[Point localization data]
- - - -
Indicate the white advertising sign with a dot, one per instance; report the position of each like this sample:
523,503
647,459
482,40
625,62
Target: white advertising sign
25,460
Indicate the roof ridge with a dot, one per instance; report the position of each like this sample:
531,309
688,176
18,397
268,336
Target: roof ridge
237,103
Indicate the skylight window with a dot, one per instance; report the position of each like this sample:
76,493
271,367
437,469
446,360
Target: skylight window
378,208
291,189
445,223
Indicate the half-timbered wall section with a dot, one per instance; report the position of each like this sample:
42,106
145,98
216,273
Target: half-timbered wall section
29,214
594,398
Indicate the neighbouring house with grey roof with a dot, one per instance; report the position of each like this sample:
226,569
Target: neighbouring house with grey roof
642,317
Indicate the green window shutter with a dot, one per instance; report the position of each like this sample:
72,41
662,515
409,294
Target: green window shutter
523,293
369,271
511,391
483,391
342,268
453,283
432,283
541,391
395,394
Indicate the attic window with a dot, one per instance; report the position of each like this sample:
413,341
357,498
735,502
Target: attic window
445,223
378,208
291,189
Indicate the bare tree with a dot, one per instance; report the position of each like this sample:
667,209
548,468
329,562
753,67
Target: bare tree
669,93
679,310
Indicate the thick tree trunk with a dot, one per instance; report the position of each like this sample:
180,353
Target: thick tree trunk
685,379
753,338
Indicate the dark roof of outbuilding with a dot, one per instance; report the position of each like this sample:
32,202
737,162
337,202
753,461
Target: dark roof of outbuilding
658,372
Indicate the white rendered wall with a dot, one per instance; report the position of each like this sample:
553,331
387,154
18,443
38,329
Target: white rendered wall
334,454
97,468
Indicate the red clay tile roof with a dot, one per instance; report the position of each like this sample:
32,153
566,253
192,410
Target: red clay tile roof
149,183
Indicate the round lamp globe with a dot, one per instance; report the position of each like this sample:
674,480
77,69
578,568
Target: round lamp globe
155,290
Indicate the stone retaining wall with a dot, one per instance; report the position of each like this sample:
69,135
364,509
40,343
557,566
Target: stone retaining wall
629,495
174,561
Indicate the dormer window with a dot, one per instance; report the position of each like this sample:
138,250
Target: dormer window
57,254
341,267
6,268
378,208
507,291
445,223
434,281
- - - -
__What this task involves__. Each entry above is to be set down again in exactly the same words.

__Solution for this problem__.
Indicate the white advertising sign with a dot, one per instance; report the position of each like this sample:
523,503
647,459
482,40
625,62
Target: white advertising sign
25,460
Indicate the roof ridge with a dot, one per instance; report the position of each like this sample:
531,309
688,176
18,397
268,336
Target: roof ridge
237,103
Indicate the skylight window with a dot, one per instance; report the position of each like this sample:
76,493
271,367
437,469
446,360
Target: skylight window
378,208
291,189
445,223
Indicate the half-timbered wall section with a dot, one per instance; report the position of each like this sample:
42,106
145,98
216,273
Target: half-timbered wall section
29,214
594,398
Indicate the neighbouring house with grey roof with a dot, one per instance; report the position of each like this sample:
226,569
Target: neighbouring house with grey roof
642,317
Indicate the green window shutter with a dot, one per instance; report the position of each like this sample:
72,41
662,515
409,294
Target: green window shutter
523,293
369,271
511,391
483,391
342,268
453,283
432,283
541,391
395,394
Indicate the attic window with a dot, one per instance; report the position of each like this sample:
413,341
357,498
735,502
Target: attic window
445,223
378,208
291,189
Indicate the bare tree with a dot, one per instance; report the position of each like this sample:
667,209
548,468
329,562
753,67
Target: bare tree
669,93
679,310
Indicate the thick tree trunk with a dot, one per instance; report the position of each like this sample:
180,353
Target: thick tree trunk
685,379
753,338
Indicate the dark roof of outbuilding with a dot, one per instance; report the position of each like this sample:
32,202
737,162
337,202
753,461
Target: dark roof of outbuilding
658,372
Indicate the white rendered wall with a dot, one per instance; report the position of each like this sample:
553,331
387,154
18,443
38,329
Target: white rendered wall
334,454
97,468
Indicate the red clay tile roof with a dot, one per instance; report the position of each like this sample:
32,153
566,253
192,410
Target: red clay tile roof
149,183
Indicate the round lamp globe with a dot, one per instance; report the position of each like this sample:
674,480
77,69
578,568
Target: round lamp globe
155,290
Indicate the stone retaining wall with a dot, one per instance; report the position of each like this sample:
69,135
364,509
40,343
557,566
Target: stone retaining wall
629,495
174,561
Indicate the dormer window with a dot, one per instance; report the position of each like this sample:
138,250
Target: dormer window
57,254
341,267
6,268
378,208
507,291
445,223
434,281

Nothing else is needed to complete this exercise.